- [Passage]

Executable scripts¶
For complete documentation on the command-line options of any script use the –help option, for example:
bossquery --help
You will normally want to configure bossdata
by setting some environment variables.
bossquery¶
Query the meta data for BOSS observations. For example:
bossquery --what PLATE,MJD,FIBER,PLUG_RA,PLUG_DEC,Z --where 'OBJTYPE="QSO"' --sort Z --save qso.dat
The –save option supports many different output formats that are automatically selected based on the file extension. In addition, this program automatically maps the .dat and .txt extensions to the ascii format.
The –what, –where and –sort options all use SQL syntax (these are in fact substituted into a SQL string).
–what takes a comma separated list of column names (like SQL SELECT) and defaults to PLATE,MJD,FIBER:
--what PLATE,MJD,FIBER,PLUG_RA,PLUG_DEC,Z
–where takes a SQL ‘WHERE’ string:
--where '(OBJTYPE="QSO" and Z > 0.1) or CLASS="QSO"'
–sort takes a list of columns with optional DESC keyword following columns to reverse their order (a la SQL ORDER BY):
--sort 'CLASS, Z DESC'
This command uses an sqlite3 database of metadata that will be created if necessary. By default, the “lite” version database will be used, which provides faster queries and a smaller database file. However, the full spAll data model is also available with the –full option (resulting in slower queries and a larger database file). The “lite” and “full” databases are separate files based on different downloads. Once either has been created the first time, it will be immediately available for future queries. Note that it can take a while to create the initial database file: allow about 30 minutes for either version. Once the database has been created, you can safely delete the downloaded source file if you are short on disk space.

- [Exercise task]
Reproduce the part of the passage on executable scripts between "Executable scripts¶" and "the ascii format.", inclusive, word for word.

- [Given entries]
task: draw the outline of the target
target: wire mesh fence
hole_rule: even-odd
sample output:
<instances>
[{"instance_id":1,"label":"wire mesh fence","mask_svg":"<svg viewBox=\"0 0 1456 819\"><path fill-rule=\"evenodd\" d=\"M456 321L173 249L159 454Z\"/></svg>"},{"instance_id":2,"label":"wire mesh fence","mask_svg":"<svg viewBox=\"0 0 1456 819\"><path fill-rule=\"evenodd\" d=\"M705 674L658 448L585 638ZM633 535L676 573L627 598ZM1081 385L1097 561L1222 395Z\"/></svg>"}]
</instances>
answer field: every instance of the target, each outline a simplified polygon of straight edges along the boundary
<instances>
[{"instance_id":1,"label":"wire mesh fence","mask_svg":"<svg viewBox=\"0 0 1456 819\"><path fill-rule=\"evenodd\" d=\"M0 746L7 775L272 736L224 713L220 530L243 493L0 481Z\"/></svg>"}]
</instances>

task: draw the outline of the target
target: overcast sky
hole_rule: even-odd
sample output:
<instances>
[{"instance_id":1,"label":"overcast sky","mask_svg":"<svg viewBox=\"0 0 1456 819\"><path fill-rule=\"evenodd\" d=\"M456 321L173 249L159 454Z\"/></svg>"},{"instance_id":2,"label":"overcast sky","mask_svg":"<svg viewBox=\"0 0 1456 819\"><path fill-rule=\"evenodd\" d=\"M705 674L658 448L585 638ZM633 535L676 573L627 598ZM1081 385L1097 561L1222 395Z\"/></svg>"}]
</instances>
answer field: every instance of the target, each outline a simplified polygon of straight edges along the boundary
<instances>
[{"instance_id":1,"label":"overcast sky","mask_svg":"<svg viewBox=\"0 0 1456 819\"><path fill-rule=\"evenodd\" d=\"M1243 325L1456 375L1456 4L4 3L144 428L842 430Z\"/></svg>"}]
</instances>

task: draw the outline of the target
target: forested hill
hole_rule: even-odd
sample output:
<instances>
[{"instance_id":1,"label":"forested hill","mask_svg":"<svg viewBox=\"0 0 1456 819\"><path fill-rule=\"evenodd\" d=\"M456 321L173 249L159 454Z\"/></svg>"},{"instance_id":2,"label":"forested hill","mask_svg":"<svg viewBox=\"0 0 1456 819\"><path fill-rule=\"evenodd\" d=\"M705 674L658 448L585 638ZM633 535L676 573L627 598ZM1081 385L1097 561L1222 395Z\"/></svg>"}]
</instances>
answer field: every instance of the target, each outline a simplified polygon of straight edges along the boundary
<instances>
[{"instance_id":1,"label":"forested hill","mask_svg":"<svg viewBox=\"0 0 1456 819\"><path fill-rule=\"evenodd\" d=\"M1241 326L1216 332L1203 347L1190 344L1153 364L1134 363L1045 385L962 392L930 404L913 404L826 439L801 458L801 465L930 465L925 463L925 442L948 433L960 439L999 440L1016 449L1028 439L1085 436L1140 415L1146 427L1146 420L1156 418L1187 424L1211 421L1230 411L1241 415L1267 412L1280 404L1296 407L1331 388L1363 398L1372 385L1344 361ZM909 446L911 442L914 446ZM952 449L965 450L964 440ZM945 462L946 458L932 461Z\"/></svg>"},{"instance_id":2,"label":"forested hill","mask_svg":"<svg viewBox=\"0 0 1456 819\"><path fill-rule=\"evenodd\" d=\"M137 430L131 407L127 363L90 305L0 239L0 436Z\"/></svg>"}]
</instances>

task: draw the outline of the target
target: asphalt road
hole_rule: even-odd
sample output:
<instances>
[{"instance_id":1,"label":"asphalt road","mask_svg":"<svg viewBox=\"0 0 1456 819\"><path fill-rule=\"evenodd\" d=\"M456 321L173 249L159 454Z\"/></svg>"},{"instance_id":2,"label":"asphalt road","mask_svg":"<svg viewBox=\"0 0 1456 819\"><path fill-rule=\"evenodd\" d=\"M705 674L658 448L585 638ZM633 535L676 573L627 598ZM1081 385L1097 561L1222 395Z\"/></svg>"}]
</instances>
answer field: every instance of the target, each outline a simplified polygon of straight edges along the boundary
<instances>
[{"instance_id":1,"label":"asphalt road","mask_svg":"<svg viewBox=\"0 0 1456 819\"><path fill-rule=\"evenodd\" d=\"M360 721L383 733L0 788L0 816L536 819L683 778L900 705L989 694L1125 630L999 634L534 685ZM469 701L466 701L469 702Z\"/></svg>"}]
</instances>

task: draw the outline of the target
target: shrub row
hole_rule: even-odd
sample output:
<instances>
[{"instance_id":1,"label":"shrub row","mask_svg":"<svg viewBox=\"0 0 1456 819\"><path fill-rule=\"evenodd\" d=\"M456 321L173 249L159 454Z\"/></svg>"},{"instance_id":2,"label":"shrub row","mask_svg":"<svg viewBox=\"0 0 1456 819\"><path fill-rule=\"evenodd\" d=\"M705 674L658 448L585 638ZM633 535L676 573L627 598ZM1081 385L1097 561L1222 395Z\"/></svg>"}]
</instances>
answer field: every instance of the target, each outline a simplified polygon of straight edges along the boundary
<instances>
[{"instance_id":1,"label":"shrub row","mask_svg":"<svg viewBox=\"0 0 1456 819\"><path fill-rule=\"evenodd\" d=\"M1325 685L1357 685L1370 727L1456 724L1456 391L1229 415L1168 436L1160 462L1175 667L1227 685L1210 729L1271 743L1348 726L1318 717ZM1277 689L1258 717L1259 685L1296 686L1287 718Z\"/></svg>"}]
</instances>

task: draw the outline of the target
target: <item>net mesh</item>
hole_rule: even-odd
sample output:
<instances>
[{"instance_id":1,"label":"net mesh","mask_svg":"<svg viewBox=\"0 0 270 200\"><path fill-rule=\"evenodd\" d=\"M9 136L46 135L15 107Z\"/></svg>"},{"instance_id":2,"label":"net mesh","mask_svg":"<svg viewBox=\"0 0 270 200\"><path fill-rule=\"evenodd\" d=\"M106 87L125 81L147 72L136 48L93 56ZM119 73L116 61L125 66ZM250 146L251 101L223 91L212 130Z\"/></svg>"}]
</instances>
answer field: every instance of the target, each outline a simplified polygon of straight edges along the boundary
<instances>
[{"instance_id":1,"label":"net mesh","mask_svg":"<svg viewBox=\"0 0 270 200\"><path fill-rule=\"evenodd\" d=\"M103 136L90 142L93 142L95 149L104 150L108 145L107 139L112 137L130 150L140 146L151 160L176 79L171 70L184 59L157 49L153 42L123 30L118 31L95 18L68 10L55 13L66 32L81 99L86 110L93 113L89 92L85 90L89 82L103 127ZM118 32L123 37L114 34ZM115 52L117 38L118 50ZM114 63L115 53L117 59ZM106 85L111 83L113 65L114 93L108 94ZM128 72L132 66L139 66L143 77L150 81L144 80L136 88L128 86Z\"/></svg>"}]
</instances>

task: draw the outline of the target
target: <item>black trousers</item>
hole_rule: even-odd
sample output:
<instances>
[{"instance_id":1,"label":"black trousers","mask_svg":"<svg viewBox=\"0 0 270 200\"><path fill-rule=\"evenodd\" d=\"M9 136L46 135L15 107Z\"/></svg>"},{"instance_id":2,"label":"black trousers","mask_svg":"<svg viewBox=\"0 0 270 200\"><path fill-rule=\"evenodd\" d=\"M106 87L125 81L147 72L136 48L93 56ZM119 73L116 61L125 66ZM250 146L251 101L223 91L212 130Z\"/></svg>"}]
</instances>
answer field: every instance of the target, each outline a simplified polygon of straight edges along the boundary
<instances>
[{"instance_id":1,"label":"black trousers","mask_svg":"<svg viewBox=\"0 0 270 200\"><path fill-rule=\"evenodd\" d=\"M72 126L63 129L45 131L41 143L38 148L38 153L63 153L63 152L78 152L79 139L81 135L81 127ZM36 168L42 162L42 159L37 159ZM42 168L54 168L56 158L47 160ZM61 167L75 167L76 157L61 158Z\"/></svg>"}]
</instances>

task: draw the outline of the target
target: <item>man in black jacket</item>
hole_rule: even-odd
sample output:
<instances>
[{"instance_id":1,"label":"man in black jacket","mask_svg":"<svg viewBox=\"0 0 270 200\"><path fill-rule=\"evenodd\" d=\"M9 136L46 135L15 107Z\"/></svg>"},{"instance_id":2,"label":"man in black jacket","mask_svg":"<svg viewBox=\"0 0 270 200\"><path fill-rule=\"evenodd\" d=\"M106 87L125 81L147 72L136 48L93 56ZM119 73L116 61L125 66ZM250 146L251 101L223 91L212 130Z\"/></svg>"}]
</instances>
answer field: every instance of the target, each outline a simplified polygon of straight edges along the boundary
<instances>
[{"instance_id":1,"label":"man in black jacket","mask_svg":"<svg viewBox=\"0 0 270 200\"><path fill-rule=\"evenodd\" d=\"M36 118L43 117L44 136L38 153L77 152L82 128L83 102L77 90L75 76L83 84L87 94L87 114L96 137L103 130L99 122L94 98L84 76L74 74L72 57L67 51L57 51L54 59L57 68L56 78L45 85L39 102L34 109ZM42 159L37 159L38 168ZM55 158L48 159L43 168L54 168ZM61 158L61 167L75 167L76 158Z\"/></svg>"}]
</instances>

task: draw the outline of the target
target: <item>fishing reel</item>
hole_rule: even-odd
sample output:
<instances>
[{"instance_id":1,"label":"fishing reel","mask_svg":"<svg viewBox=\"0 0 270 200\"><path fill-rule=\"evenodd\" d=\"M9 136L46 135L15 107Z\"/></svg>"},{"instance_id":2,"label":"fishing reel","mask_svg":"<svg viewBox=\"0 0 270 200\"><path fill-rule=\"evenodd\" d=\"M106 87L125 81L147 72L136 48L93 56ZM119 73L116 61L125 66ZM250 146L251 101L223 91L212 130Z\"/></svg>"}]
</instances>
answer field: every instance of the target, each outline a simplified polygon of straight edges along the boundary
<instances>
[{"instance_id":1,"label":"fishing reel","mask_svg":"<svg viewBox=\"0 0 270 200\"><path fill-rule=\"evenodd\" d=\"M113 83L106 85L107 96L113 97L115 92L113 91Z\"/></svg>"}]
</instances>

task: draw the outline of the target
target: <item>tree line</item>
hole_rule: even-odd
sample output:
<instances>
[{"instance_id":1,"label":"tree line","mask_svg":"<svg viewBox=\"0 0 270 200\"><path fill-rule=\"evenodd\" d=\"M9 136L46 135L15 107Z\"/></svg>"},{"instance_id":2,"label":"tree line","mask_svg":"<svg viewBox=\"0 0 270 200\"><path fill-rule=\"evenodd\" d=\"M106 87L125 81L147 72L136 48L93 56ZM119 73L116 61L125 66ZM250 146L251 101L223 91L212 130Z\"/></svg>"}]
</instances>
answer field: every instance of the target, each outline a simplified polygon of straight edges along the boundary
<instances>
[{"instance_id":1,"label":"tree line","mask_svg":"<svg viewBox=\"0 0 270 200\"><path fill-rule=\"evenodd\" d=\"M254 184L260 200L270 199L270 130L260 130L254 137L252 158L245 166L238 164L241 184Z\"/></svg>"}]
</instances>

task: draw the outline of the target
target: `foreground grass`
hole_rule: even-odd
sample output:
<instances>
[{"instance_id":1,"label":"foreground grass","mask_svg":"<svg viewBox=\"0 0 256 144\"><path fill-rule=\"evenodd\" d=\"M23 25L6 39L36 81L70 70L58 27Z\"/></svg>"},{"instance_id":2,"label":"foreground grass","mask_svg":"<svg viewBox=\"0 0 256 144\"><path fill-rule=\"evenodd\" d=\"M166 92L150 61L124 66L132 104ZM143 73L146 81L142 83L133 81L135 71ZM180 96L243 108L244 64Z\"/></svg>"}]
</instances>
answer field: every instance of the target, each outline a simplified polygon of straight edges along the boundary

- [Task result]
Executable scripts¶
For complete documentation on the command-line options of any script use the –help option, for example:
bossquery --help
You will normally want to configure bossdata
by setting some environment variables.
bossquery¶
Query the meta data for BOSS observations. For example:
bossquery --what PLATE,MJD,FIBER,PLUG_RA,PLUG_DEC,Z --where 'OBJTYPE="QSO"' --sort Z --save qso.dat
The –save option supports many different output formats that are automatically selected based on the file extension. In addition, this program automatically maps the .dat and .txt extensions to the ascii format.